* _What you have to do_
When you copy the data, keep every word exactly as it is and leave the pictures out.
%%
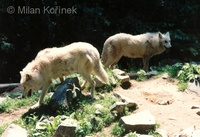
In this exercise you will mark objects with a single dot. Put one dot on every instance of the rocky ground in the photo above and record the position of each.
(172, 108)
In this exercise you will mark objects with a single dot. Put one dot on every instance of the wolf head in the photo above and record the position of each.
(30, 80)
(164, 40)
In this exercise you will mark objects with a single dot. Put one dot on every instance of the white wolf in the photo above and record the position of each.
(53, 63)
(139, 46)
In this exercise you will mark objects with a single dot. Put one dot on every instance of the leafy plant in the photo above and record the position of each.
(52, 126)
(141, 75)
(131, 134)
(189, 72)
(118, 130)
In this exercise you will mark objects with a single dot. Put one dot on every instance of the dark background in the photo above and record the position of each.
(23, 35)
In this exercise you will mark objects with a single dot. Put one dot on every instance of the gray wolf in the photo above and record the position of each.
(142, 46)
(51, 63)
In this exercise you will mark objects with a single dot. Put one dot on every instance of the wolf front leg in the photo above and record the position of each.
(44, 91)
(146, 63)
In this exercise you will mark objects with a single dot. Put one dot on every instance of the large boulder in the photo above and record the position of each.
(139, 122)
(66, 93)
(66, 129)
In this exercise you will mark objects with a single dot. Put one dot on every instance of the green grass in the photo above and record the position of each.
(11, 104)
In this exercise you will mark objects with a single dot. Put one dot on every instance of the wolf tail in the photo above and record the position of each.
(101, 73)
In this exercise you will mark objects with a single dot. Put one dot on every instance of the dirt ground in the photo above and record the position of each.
(171, 108)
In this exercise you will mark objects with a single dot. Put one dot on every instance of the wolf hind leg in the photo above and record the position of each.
(87, 77)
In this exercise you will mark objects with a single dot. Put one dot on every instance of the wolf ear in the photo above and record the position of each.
(28, 77)
(160, 35)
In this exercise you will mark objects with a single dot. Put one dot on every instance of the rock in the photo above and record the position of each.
(151, 73)
(165, 102)
(195, 107)
(121, 75)
(98, 107)
(66, 93)
(189, 132)
(98, 83)
(196, 133)
(194, 87)
(2, 99)
(66, 129)
(129, 102)
(15, 131)
(119, 107)
(139, 122)
(162, 132)
(165, 76)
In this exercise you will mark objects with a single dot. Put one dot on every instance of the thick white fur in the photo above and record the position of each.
(53, 63)
(139, 46)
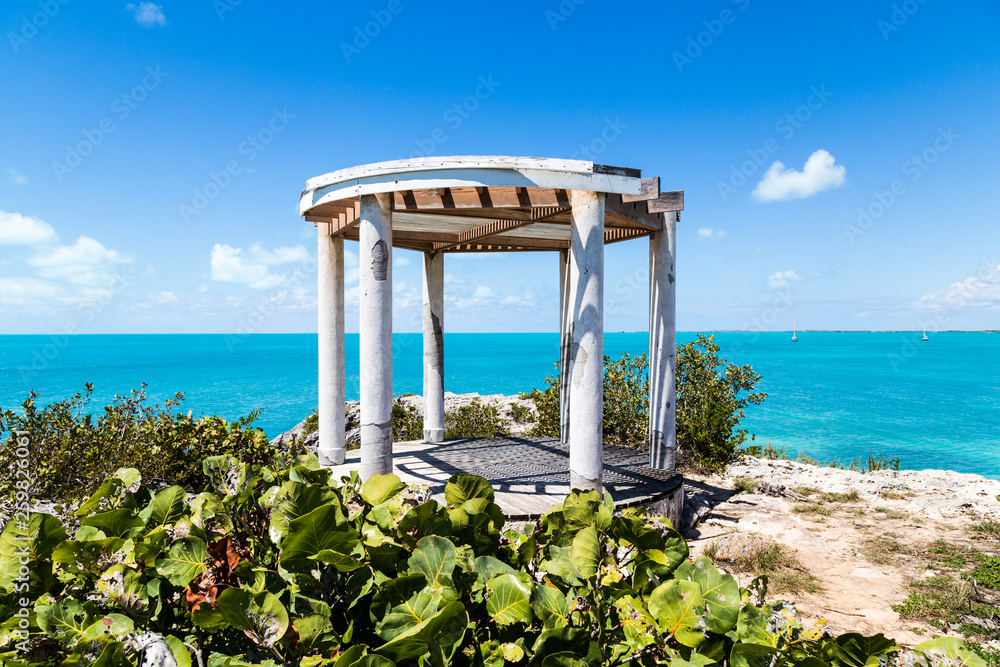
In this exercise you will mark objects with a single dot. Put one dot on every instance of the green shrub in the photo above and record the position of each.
(406, 422)
(711, 397)
(521, 414)
(311, 425)
(626, 400)
(277, 566)
(70, 450)
(475, 420)
(547, 407)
%%
* _Exercise output_
In this exercise you will mark objects with a single dot. Put one dot on every instance of the rocky ground in the photo above and record the position of each.
(172, 108)
In this exercise you will mark objects with a single dot. Put one dot on every instance of the wolf head in the photo above and record the position of each.
(30, 80)
(164, 40)
In this exercise you will mark objects with a single dot. Put one dot on every instance of the white wolf in the photo above and record the position of each.
(53, 63)
(139, 46)
In this exercise you will mark objects with a single dot. Put one dot on every instance of the leafy plant in the photo above and record the position of each.
(52, 126)
(141, 75)
(131, 134)
(189, 72)
(118, 130)
In this exercise you will mark objects with a single dot. Put one dot on every instance of the dark background in the photo above and record the position of each.
(23, 35)
In this exercise you will mark objects with a single dot. Put one dot on every instance of the gray wolf in the photo above and record the position of each.
(142, 46)
(51, 63)
In this exercise you will mark objects with a single dot. Put one dot on every instance of the wolf front leg in the photo above and record the position of each.
(44, 91)
(146, 63)
In this exercise you will mark objects with a single dot. Put one dot on every instance of the large boulder in the photo above and record the position of each.
(139, 122)
(66, 93)
(66, 129)
In this exercise you will mark objects with a single dot. Put one dot on every instance of the green grass in the photo above and record the position of each.
(11, 104)
In this exercise you will mark objects with a single dot. Put one dot on every instance of the wolf tail in the photo above and record the position of each.
(101, 73)
In this exercise you will mark objects with a single dot. Put one dot on every instance of the dirt ground in the photo above and record the position of each.
(171, 108)
In this exercise you will mark objects with a single dot. Put one dot on every instance of the wolf hind leg in the photo above and record the position of each.
(87, 77)
In this exercise you will mark objects with a single dot. Put one dot on every instance of the wolf ear in the photo above and record the position of each.
(28, 77)
(160, 35)
In this exercise you will mark objects with a single dot. Put one dot on every instance of the rock in the photo above and record the position of each.
(151, 73)
(165, 102)
(195, 107)
(121, 75)
(98, 107)
(66, 93)
(189, 132)
(98, 83)
(196, 133)
(194, 87)
(2, 99)
(66, 129)
(129, 102)
(15, 131)
(119, 107)
(139, 122)
(162, 132)
(165, 76)
In this exercise you will mark objects with a single dot. Put one dot on every instance of the thick white fur in the photo above and record the position of each.
(53, 63)
(139, 46)
In this exercise you will mark objects with a single dot. Put one dot on every instance of the green shrub in the photo above and record the position of each.
(406, 422)
(711, 397)
(521, 414)
(311, 425)
(626, 400)
(277, 566)
(70, 450)
(475, 420)
(547, 407)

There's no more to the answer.